→ **Problem description**
Reproduce the records from the line containing "Please put a point on each instance of the metal" through the end, both ends included, changing "metal railing" to "steel railing" and leaving everything else untouched.

→ **Material provided**
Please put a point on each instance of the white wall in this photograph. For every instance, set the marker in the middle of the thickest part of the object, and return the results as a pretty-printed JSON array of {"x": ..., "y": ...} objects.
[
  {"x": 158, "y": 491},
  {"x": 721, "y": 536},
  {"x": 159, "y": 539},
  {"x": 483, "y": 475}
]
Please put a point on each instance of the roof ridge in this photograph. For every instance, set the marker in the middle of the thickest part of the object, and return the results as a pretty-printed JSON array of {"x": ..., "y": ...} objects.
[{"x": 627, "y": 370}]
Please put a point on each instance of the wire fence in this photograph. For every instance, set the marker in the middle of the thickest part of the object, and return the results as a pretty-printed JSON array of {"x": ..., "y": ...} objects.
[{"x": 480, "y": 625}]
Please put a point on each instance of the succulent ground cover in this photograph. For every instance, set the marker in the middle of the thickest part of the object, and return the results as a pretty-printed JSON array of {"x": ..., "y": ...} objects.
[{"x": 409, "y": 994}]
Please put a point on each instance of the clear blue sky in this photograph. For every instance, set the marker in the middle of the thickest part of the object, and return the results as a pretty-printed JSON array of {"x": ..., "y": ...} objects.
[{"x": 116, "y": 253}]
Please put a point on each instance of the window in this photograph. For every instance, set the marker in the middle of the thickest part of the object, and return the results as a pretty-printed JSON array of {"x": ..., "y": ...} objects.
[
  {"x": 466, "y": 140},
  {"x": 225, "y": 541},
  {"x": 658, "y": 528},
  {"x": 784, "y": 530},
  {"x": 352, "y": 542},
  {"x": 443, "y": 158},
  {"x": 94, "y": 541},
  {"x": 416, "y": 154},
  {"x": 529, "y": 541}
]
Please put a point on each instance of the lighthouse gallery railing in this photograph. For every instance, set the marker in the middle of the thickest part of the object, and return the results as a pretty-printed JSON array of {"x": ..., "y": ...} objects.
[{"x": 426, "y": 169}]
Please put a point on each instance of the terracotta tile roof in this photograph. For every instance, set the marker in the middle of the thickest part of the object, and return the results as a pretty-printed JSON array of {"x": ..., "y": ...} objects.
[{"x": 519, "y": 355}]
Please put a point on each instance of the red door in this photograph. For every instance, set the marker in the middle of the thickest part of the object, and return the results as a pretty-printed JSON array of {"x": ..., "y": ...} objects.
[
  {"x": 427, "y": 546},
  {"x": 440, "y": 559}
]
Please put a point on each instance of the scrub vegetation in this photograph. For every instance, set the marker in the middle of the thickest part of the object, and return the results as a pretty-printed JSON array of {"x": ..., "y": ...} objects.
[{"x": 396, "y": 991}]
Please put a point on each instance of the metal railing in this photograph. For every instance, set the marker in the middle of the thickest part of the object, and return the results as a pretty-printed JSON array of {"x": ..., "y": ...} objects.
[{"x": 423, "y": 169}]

→ **Final result**
Please put a point on each instance of the steel railing in this photograph. For every instance, set the marker in the middle of the thickest part of the object, and return the results as a pretty-printed JSON array of {"x": ..., "y": ...} objects.
[{"x": 423, "y": 169}]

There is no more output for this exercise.